··· Supplied material

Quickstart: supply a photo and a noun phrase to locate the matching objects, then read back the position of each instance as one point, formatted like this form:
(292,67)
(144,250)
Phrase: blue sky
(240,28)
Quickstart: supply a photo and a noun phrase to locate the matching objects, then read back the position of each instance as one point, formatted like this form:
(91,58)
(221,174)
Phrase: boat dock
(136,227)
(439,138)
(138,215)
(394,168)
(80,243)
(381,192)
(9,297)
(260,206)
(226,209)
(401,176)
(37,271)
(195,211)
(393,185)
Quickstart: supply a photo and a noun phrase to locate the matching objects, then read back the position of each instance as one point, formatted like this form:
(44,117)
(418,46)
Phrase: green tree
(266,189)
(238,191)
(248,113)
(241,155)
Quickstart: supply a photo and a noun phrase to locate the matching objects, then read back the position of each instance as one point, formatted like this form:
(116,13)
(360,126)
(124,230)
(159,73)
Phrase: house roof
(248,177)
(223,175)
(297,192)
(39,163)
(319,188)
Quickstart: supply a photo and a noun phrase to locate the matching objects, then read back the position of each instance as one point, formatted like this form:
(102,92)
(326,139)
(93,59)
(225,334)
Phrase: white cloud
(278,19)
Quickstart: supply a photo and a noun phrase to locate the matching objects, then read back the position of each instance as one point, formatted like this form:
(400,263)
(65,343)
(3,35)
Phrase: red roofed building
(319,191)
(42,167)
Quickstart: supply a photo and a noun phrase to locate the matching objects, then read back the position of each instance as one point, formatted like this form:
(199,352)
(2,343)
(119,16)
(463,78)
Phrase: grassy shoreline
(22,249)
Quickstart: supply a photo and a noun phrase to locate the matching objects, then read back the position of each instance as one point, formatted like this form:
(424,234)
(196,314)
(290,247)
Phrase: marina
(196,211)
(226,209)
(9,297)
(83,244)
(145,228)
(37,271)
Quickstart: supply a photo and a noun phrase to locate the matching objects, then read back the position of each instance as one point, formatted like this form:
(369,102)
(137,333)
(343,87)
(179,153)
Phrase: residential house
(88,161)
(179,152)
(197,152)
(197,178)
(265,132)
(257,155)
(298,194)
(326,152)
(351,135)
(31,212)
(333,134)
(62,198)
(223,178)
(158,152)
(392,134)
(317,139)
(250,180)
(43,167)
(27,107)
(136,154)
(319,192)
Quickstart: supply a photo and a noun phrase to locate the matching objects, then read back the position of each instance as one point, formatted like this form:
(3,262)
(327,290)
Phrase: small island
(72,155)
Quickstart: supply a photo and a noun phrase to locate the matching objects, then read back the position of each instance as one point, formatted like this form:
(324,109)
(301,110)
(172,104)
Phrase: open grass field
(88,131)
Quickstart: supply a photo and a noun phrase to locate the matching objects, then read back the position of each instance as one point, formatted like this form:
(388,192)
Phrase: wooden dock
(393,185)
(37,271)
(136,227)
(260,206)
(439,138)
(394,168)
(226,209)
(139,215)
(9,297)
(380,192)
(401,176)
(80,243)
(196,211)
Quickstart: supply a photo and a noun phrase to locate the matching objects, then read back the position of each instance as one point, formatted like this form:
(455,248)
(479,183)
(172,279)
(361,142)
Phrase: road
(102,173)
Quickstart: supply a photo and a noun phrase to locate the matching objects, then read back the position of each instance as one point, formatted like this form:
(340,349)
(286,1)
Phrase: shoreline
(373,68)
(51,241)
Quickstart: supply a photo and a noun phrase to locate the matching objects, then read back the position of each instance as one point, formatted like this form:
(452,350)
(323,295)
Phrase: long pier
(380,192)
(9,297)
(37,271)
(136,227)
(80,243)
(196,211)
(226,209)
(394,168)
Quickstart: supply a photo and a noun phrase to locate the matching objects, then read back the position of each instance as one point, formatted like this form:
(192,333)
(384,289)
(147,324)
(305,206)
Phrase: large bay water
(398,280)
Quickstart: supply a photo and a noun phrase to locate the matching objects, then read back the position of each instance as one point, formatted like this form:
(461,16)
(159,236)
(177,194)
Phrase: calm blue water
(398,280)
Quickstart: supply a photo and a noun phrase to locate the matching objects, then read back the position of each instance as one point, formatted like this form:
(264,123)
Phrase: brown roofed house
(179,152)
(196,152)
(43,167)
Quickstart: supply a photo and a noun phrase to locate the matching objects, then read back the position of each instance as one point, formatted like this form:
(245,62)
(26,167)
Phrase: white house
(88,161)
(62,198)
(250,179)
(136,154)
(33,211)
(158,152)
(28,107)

······

* **What to work on**:
Return all the lines shown above, precisely as they stand.

* **Reply**:
Quickstart: supply a photo and a noun phrase to locate the matching objects, then read back the position of each instance as one point, formatted like this form:
(292,67)
(144,250)
Phrase: blue sky
(240,28)
Quickstart: supply a photo and a noun phrase to locate the matching objects, then read back the position of each instance as one point, formatted like this form:
(91,58)
(221,174)
Phrase: boat dock
(136,227)
(439,138)
(138,215)
(394,168)
(80,243)
(381,192)
(9,297)
(260,206)
(226,209)
(401,176)
(37,271)
(195,211)
(393,185)
Quickstart: supply a photo and a noun phrase to locate the matching objects, then read back the position of each instance as one point, formatted like this form:
(44,117)
(418,46)
Phrase: green tree
(266,189)
(238,191)
(248,113)
(241,155)
Quickstart: supply a photo and a noun phrase to locate the matching objects, then read back the position of each instance as one point, formatted like this form:
(116,13)
(360,126)
(124,230)
(159,73)
Phrase: house roof
(248,177)
(223,175)
(297,192)
(39,163)
(319,188)
Quickstart: supply a photo and a noun phrase to locate the matching objects, then read back the position of each instance as one point, formatted like this form:
(102,92)
(326,139)
(93,59)
(225,334)
Phrase: white cloud
(278,19)
Quickstart: supply a photo and a noun phrase to locate the matching objects, then read back the position of each instance as one point, formatted like this form:
(400,263)
(65,343)
(3,35)
Phrase: red roofed building
(319,191)
(42,167)
Quickstart: supply a photo and a noun phrase to locate the matching objects, then read back the position of each instance as one point, formatted like this form:
(199,352)
(2,343)
(119,16)
(463,78)
Phrase: grassy shoreline
(22,249)
Quickstart: supply a photo and a noun phrase to locate the matching objects, then read back the position of each instance as one point, formatted like this form:
(424,234)
(196,314)
(290,247)
Phrase: marina
(196,211)
(226,209)
(9,297)
(83,244)
(145,228)
(37,271)
Quickstart: supply a photo and a noun phrase to locate the matching objects, then read back the position of each instance as one point, formatted like this form:
(369,102)
(137,333)
(343,87)
(179,153)
Phrase: residential house
(88,161)
(179,152)
(197,152)
(197,178)
(265,132)
(257,155)
(298,194)
(326,152)
(351,135)
(31,212)
(333,134)
(62,198)
(223,178)
(158,152)
(392,134)
(317,139)
(250,180)
(43,167)
(27,107)
(136,154)
(319,192)
Quickstart: supply a photo and a noun phrase to locate the matching objects, then read back the position of each instance as one point, formatted like this form:
(3,262)
(327,290)
Phrase: small island
(72,155)
Quickstart: supply a photo and a noun phrase to locate the matching objects, then read back the position of each instance as one point, formatted like this form:
(324,109)
(301,110)
(172,104)
Phrase: open grass field
(88,131)
Quickstart: supply a photo and a noun phrase to locate the matching objects, then read back the position of each instance as one point, formatted like this form:
(388,192)
Phrase: wooden dock
(393,185)
(37,271)
(136,227)
(260,206)
(439,138)
(394,168)
(226,209)
(139,215)
(9,297)
(380,192)
(401,176)
(80,243)
(196,211)
Quickstart: supply a photo and a noun phrase to locate the matching objects, then read back the position of each instance as one point, formatted like this form:
(455,248)
(479,183)
(172,279)
(361,142)
Phrase: road
(102,173)
Quickstart: supply a photo and a noun phrase to locate the matching objects, then read back the position of each instance as one point, formatted like this form:
(340,349)
(286,1)
Phrase: shoreline
(373,68)
(51,241)
Quickstart: supply a photo and a noun phrase to locate the matching objects, then read back the position of each instance as one point, formatted like this form:
(452,350)
(323,295)
Phrase: long pier
(380,192)
(9,297)
(37,271)
(136,227)
(80,243)
(196,211)
(226,209)
(394,168)
Quickstart: supply a photo and a noun phrase to locate the matching objects, then read back the position of each instance as one point, formatted like this form:
(192,333)
(384,289)
(147,324)
(305,206)
Phrase: large bay water
(398,280)
Quickstart: supply a photo and a noun phrase to locate the matching objects, then read back the position of each instance as one point, formatted like this form:
(461,16)
(159,236)
(177,194)
Phrase: calm blue water
(398,280)
Quickstart: supply a photo and a noun phrase to locate the matching objects, then read back the position of each instance as one point, formatted like this form:
(264,123)
Phrase: brown roofed house
(179,152)
(196,152)
(43,167)
Quickstart: supply a photo and a noun phrase to locate the matching objects, then read back the position of each instance as one point, formatted like this form:
(245,62)
(26,167)
Phrase: white house
(88,161)
(62,198)
(250,179)
(136,154)
(33,211)
(158,152)
(28,107)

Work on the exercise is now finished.